▸ Requirements: The passage about the Internet Archive below quotes a report's introduction. List every action that the report says "we will" carry out.

▸ Source text:
——

Bruce Li introduces his
The Long Now of the Web: Inside the Internet Archive’s Fight Against Forgetting thus:
This report delves into the mechanics of the Internet Archive with the precision of a teardown. We will strip back the chassis to examine the custom-built PetaBox servers that heat the building without air conditioning. We will trace the evolution of the web crawlers—from the early tape-based dumps of Alexa Internet to the sophisticated browser-based bots of 2025. We will analyze the financial ledger of this non-profit giant, exploring how it survives on a budget that is a rounding error for its Silicon Valley neighbors. And finally, we will look to the future, where the "Decentralized Web" (DWeb) promises to fragment the Archive into a million pieces to ensure it can never be destroyed.
It is long, detailed, comprehensive and well worth reading in full. Below the fold I comment on the part about storage.

——

▸ Data extract:

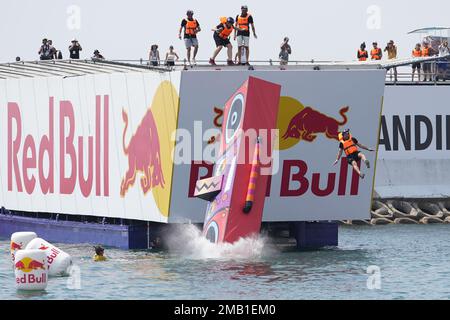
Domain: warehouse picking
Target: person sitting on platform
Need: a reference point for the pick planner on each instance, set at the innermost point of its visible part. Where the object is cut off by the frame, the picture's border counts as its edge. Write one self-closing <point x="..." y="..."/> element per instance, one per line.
<point x="350" y="145"/>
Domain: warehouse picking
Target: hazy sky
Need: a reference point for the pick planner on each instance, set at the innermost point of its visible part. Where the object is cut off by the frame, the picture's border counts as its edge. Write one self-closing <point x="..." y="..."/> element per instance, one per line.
<point x="319" y="29"/>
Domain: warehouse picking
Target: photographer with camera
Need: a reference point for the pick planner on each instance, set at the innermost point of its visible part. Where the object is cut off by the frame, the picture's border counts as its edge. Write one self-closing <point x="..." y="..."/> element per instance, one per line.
<point x="285" y="52"/>
<point x="74" y="49"/>
<point x="392" y="54"/>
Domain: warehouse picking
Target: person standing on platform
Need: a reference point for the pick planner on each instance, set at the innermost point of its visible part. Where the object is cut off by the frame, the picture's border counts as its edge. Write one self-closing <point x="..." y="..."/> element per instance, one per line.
<point x="191" y="28"/>
<point x="243" y="22"/>
<point x="416" y="53"/>
<point x="362" y="54"/>
<point x="376" y="53"/>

——

▸ Solution to the exercise:
- Strip back the chassis to examine the custom-built PetaBox servers that heat the building without air conditioning.
- Trace the evolution of the web crawlers, from the early tape-based dumps of Alexa Internet to the sophisticated browser-based bots of 2025.
- Analyze the financial ledger of this non-profit giant, exploring how it survives on a budget that is a rounding error for its Silicon Valley neighbors.
- Look to the future, where the "Decentralized Web" (DWeb) promises to fragment the Archive into a million pieces to ensure it can never be destroyed.